異才・幾原邦彦監督が放った問題作『輪るピングドラム』。1995年に某教団がおこした、某事件をオマージュにするという、社会的タブーを犯した衝撃作。何話見ても、本筋が見えないミステリアスなストーリーが魅力です。
【※一部、ネタバレの内容を含む可能性が御座います。ご注意下さい。】
簡潔にいいますと、いらなくなった子どもを消す「こどもブロイラー」がある世界、そしてそんな世界をぶっ壊すためにテロを起こした「ピングフォース」と、振り回される子どもたちのお話なのです(少々語弊あり)。
今回ご紹介する「荻野目苹果」(おぎのめりんご)は、櫻花御苑女子高等学校に通う16歳。両親は離婚しており母親と二人暮らし。得意料理はカレーです。明るく元気で性格もよい優等生で顔も結構可愛い方、しかし胸はちょっと残念・・・そんな女の子です。
■カレーにはりんごが付きもの。りんごは宇宙そのもの
子どもとは思えないほど人格者だった、姉の桃果が亡くなった日に生まれたため、自分を「桃果の生まれ変わり」と信じ、毎日頑張って“いい子”をやっています。桃果の月命日は、桃果の好物であるカレーを食べる「カレーの日」としていた荻野目家。カレーを喜ぶ苹果を見て、桃果を思い涙する母。そして苹果の誕生日を祝おうとしない母をなじる父・・・。

——

上の『輪るピングドラム』紹介記事のうち、「今回ご紹介する「荻野目苹果」」から「としない母をなじる父・・・。」までの部分を一字も変えずに書き写してください。

データソースからの記録
——

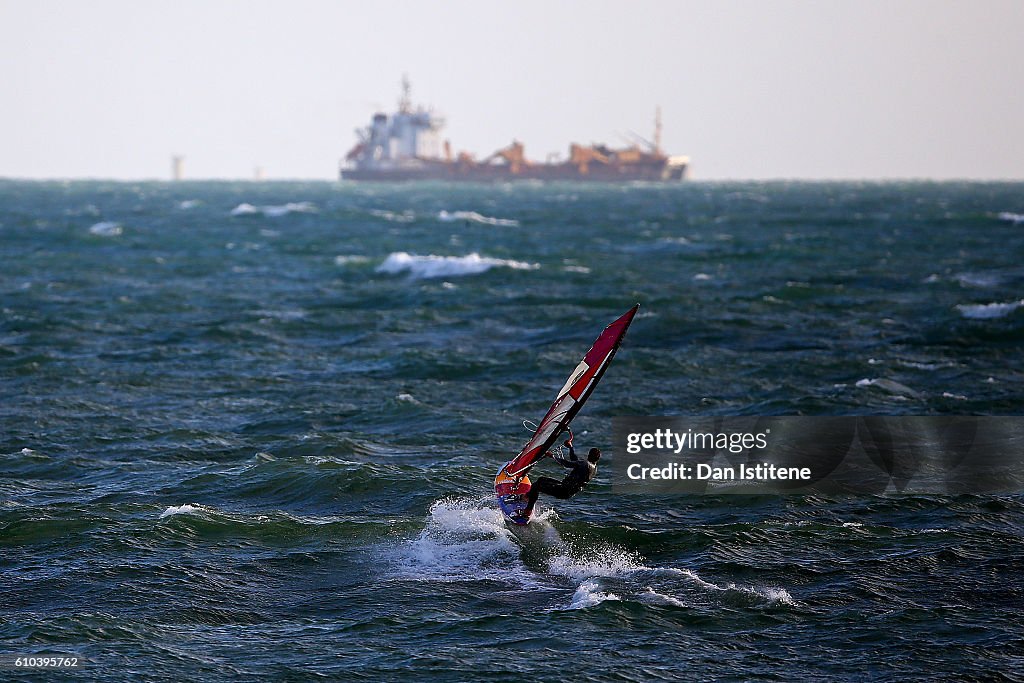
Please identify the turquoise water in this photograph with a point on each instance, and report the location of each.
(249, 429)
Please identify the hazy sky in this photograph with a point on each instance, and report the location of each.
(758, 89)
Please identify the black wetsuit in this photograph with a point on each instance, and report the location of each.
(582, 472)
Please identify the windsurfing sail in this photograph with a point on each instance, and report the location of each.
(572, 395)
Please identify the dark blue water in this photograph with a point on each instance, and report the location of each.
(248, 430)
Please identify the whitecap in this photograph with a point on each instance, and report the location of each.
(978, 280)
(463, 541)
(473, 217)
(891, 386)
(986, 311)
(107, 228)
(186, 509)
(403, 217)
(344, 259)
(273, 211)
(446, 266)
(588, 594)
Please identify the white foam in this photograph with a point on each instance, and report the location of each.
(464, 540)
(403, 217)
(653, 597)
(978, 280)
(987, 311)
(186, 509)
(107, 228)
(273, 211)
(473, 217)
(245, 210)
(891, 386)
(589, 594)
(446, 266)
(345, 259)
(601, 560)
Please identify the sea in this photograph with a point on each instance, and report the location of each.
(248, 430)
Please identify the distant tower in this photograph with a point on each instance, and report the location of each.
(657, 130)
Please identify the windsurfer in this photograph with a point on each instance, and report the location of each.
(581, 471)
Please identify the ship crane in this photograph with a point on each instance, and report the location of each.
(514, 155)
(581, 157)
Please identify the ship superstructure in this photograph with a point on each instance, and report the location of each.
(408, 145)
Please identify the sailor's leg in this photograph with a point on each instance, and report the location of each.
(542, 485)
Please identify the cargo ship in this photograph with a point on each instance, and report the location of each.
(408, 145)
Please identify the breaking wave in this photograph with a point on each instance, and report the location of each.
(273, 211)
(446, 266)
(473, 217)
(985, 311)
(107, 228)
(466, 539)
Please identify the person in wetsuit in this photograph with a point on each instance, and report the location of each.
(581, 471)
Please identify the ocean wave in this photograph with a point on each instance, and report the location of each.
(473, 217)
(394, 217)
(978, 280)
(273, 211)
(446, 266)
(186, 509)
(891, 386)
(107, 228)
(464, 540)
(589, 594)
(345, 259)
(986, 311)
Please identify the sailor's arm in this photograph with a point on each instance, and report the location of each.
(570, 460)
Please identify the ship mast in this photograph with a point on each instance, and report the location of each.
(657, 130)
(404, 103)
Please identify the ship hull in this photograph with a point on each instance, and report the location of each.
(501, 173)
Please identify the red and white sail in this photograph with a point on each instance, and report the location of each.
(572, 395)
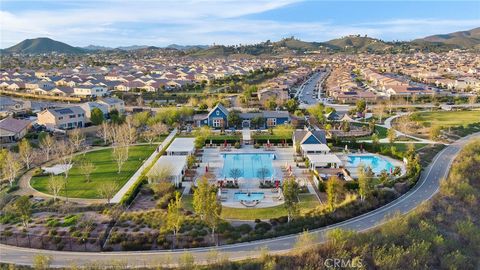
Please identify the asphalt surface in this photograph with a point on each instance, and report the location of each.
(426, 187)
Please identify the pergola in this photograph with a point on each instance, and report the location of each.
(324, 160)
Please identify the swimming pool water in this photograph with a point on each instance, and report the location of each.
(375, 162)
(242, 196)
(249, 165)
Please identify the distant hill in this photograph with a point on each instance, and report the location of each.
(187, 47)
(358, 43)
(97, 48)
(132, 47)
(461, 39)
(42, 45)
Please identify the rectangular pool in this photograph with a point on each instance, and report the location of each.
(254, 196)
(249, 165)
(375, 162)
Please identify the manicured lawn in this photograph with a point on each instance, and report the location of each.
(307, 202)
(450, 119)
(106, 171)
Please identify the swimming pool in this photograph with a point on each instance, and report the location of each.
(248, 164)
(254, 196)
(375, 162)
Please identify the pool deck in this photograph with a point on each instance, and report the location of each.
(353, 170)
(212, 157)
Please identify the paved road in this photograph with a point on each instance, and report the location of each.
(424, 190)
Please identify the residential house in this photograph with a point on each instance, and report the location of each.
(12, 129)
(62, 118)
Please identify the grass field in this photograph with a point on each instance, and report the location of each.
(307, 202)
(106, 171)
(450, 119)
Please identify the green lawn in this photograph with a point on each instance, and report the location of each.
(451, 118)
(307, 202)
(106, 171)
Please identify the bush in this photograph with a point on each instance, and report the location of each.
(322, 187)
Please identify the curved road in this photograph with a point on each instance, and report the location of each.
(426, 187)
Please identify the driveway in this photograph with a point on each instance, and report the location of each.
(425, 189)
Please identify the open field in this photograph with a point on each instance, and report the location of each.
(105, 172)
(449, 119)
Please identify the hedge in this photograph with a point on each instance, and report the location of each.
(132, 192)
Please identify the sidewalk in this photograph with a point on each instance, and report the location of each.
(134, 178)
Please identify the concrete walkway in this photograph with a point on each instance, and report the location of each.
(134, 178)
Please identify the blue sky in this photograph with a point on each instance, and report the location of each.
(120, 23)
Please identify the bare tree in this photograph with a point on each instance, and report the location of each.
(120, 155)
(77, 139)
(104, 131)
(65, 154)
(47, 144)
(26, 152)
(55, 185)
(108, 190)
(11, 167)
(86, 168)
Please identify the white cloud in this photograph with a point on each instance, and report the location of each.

——

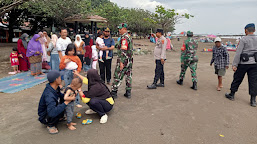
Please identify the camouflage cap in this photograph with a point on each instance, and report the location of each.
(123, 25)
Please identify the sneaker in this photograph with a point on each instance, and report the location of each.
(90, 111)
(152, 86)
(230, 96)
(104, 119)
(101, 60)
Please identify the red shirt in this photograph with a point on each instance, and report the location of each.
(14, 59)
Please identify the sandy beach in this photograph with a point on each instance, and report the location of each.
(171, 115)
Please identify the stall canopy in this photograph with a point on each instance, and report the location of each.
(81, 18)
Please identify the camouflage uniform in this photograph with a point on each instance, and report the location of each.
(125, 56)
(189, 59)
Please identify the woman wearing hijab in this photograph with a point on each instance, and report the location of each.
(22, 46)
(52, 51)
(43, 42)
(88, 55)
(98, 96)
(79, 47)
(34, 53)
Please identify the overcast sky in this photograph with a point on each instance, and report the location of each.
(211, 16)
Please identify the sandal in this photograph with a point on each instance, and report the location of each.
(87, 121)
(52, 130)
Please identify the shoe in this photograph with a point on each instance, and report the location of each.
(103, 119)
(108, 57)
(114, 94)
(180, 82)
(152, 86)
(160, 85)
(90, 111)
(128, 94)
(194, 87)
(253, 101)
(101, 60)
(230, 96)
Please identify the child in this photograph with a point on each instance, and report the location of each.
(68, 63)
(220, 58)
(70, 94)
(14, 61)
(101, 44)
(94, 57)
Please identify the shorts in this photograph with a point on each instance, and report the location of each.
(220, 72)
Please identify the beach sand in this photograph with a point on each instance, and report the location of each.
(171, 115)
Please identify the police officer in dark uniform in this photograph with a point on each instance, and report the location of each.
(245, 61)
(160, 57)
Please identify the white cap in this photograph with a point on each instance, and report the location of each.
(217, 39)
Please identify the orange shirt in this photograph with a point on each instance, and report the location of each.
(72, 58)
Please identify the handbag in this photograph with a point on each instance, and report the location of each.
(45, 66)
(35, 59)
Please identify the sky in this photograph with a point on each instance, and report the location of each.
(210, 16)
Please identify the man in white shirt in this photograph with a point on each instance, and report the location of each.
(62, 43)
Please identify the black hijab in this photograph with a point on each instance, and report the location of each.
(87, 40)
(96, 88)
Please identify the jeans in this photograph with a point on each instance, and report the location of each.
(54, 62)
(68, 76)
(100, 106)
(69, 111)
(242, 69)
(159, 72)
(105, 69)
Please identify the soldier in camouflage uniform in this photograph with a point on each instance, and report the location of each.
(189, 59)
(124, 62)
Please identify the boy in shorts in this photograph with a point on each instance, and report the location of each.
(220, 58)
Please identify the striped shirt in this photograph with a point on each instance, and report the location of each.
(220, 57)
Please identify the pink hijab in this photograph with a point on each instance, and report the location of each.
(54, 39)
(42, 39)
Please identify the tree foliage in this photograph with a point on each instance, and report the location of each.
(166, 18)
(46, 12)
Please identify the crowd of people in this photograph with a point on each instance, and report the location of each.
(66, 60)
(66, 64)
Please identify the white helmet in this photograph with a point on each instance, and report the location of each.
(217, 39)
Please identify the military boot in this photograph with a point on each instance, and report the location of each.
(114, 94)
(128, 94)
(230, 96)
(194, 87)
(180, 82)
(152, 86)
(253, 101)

——

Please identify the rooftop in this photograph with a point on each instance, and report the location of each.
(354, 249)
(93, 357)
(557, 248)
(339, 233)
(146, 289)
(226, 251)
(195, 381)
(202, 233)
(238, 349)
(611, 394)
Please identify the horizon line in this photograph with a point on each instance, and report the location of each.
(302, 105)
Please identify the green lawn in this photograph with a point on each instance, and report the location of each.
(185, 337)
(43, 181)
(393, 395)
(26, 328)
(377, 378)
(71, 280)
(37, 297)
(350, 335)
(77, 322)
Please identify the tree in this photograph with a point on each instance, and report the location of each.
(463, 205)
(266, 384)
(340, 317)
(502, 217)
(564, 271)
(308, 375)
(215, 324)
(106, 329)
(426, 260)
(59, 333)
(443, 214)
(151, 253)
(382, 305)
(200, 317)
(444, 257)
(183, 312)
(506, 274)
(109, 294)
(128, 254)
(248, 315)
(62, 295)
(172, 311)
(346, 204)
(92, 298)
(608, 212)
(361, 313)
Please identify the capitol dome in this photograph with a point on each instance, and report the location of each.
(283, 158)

——

— 本課題の解答 —
今回ご紹介する「荻野目苹果」(おぎのめりんご)は、櫻花御苑女子高等学校に通う16歳。両親は離婚しており母親と二人暮らし。得意料理はカレーです。明るく元気で性格もよい優等生で顔も結構可愛い方、しかし胸はちょっと残念・・・そんな女の子です。
■カレーにはりんごが付きもの。りんごは宇宙そのもの
子どもとは思えないほど人格者だった、姉の桃果が亡くなった日に生まれたため、自分を「桃果の生まれ変わり」と信じ、毎日頑張って“いい子”をやっています。桃果の月命日は、桃果の好物であるカレーを食べる「カレーの日」としていた荻野目家。カレーを喜ぶ苹果を見て、桃果を思い涙する母。そして苹果の誕生日を祝おうとしない母をなじる父・・・。